start Records for this task

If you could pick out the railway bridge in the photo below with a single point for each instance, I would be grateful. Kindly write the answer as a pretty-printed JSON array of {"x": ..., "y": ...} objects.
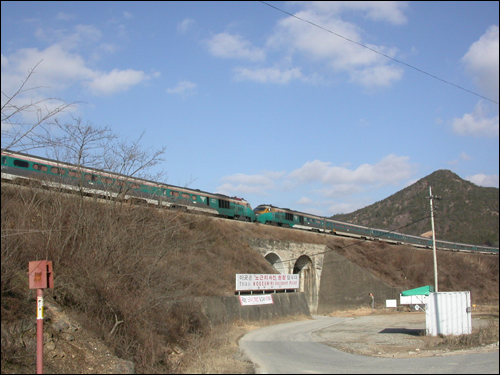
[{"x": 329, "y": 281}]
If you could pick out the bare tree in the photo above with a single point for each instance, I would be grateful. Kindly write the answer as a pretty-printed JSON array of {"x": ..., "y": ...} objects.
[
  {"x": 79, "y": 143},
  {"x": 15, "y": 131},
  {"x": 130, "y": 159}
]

end Records for this task

• _To do_
Rewrite the material above in full, requests included, rescaling every x and y point coordinate in the answers by a factor of 2.25 and rounding each result to a whole number, with halves going up. Omit the pictures.

• _Task answer_
If you could pick out the railway bridge in the photo below with a single point for each instance, I would be grateful. Kindly write the answer as a pretty-printed JSON array of {"x": ..., "y": ...} objects.
[{"x": 740, "y": 632}]
If you could pick out the bare tree in the photo above with a single point for each instance, I would be grateful. Kindly write the answer as a pretty-printed JSON array of {"x": ..., "y": ...} objects.
[
  {"x": 178, "y": 322},
  {"x": 34, "y": 295},
  {"x": 293, "y": 358}
]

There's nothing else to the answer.